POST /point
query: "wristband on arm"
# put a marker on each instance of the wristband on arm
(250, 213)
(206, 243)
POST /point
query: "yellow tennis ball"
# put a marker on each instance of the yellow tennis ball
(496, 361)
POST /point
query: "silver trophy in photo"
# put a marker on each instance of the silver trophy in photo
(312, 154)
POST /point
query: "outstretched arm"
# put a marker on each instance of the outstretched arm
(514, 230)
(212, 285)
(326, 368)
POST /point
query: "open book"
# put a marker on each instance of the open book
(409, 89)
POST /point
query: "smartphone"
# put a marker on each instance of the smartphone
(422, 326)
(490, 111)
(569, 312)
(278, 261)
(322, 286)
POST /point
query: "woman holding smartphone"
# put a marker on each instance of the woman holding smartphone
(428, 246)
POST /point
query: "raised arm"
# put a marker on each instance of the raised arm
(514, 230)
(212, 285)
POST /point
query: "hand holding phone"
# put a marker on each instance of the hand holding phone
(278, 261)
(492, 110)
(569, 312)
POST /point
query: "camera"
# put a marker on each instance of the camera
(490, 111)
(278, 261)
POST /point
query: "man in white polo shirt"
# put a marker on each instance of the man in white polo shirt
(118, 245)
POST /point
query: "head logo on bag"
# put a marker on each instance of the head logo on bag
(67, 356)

——————————

Exercise directions:
Return all the data above once more, precisely as given.

Reply:
POST /point
query: "wristband on arm"
# put a marker on each instance of the wristband on arm
(250, 213)
(206, 243)
POST /point
query: "yellow tennis ball"
# put a marker on each instance of the yellow tennis ball
(496, 361)
POST /point
query: "silver trophy in photo"
# put a marker on each instance of the silver trophy in photo
(312, 154)
POST /point
query: "outstretched arm"
# put a marker on each instance of the outstretched arm
(514, 230)
(212, 285)
(326, 368)
POST /point
query: "open book"
# put a marker on each instance of the open book
(409, 89)
POST /point
query: "smartphone"
# put a marker on each instance of the smartphone
(422, 326)
(490, 111)
(569, 312)
(278, 261)
(322, 286)
POST /point
query: "woman holding smartphone"
# put a marker on each instance of the woman holding smartphone
(428, 246)
POST /point
query: "raised arm"
# put a marker on each instance of the raised arm
(514, 230)
(212, 285)
POST /point
query: "hand holding phone"
# put a marker on each instance of the hand holding phone
(278, 261)
(492, 110)
(569, 312)
POST /point
query: "camera"
# put a marker on each instance of the camera
(490, 111)
(278, 261)
POST /point
query: "man in white polo shirt"
# put a marker on each instance of the man in white polo shirt
(118, 245)
POST /point
query: "head logo on bag"
# put a marker on each instance of the head logo on bag
(67, 356)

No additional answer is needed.